What the task asks:
Begin at the line that contains "Detect suv headlight in this scene." and stop after the line that contains "[440,113,498,132]". Rewrite those lines, changing "utility pole" to "power pole" and leaving everything else untouched.

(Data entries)

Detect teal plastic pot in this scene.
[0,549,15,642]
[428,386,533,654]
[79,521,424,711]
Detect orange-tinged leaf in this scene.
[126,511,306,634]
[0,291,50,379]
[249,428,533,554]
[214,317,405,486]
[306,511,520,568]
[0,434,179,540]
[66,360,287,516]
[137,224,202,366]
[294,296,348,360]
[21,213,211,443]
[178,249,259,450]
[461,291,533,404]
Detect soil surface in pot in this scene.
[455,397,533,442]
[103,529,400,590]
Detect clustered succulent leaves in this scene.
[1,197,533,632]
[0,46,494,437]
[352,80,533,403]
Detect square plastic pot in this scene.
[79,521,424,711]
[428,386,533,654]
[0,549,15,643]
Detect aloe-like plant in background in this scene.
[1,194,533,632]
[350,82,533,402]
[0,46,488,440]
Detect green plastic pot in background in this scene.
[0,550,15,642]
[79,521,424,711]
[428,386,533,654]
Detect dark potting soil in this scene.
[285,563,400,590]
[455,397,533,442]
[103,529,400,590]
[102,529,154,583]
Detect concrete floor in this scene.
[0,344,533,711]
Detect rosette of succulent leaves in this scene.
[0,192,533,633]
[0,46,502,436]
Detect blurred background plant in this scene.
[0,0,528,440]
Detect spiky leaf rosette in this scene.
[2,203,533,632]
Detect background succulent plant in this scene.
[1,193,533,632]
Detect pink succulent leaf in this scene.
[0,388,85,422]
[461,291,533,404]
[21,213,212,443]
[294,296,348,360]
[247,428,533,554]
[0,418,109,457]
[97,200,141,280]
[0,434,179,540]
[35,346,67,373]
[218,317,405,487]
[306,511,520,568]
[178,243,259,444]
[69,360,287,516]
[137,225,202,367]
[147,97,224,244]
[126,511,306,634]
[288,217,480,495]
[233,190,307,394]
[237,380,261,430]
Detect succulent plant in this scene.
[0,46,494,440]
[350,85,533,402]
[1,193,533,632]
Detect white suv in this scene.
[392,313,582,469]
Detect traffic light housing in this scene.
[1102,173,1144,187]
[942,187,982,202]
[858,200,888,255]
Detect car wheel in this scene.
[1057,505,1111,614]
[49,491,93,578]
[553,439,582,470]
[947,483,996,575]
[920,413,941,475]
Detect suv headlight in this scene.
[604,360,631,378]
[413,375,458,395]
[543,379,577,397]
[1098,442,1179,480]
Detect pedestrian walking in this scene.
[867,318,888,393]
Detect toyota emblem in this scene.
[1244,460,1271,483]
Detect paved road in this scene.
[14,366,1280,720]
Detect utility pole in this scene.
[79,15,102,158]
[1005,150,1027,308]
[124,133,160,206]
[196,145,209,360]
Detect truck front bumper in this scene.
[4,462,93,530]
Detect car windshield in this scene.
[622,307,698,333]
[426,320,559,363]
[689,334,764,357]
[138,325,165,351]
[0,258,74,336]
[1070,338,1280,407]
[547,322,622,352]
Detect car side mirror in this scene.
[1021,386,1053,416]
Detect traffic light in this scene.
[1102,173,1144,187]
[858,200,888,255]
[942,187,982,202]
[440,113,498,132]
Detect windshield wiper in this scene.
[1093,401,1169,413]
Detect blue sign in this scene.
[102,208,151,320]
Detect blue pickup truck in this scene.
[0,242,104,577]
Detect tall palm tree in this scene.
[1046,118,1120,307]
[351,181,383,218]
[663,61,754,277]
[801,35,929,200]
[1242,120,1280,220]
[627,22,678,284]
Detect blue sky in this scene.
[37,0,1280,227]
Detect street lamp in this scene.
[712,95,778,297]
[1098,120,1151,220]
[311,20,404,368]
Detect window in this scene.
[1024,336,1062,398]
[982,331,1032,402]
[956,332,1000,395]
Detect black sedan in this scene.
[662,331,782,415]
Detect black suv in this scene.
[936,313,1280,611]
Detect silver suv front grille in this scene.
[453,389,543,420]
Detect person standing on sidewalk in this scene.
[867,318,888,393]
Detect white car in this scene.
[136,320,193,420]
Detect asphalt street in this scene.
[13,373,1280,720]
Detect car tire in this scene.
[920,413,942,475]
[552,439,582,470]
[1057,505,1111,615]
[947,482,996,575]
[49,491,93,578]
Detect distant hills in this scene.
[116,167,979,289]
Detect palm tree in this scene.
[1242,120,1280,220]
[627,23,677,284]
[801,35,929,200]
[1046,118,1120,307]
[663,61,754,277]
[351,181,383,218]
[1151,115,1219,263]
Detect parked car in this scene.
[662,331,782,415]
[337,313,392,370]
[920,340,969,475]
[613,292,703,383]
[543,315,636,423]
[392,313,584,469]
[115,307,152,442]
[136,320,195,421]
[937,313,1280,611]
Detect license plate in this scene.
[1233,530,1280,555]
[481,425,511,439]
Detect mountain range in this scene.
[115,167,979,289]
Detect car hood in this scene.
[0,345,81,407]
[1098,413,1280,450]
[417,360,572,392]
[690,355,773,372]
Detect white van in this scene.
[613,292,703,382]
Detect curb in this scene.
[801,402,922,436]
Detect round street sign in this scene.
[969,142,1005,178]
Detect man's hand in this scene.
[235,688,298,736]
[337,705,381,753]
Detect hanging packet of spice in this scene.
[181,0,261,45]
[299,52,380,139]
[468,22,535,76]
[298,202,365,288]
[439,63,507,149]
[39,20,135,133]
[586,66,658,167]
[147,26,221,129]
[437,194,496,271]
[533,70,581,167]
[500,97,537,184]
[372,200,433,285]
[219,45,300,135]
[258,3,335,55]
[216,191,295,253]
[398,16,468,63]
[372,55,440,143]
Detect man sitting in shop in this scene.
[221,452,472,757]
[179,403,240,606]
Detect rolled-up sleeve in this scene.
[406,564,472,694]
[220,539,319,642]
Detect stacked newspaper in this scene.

Completed exercise:
Detect suv headlight in this scene.
[604,360,631,378]
[413,375,458,395]
[543,379,577,397]
[1098,442,1179,480]
Detect pedestrian walking in this scene.
[867,318,888,393]
Detect toyota emblem in this scene.
[1244,460,1271,483]
Detect paved road in this scene.
[14,366,1280,720]
Detect power pole in this scene.
[79,15,102,158]
[1005,150,1027,308]
[124,133,160,206]
[196,145,209,360]
Detect truck front bumper in this scene.
[4,462,93,530]
Detect car windshield in this scene.
[622,307,698,333]
[426,320,559,363]
[689,334,764,357]
[138,325,165,351]
[0,258,74,336]
[1070,338,1280,407]
[547,322,622,352]
Detect car side mirror in this scene.
[1021,386,1053,416]
Detect traffic light in this scene.
[1102,173,1144,187]
[858,200,888,255]
[942,187,982,202]
[440,113,498,132]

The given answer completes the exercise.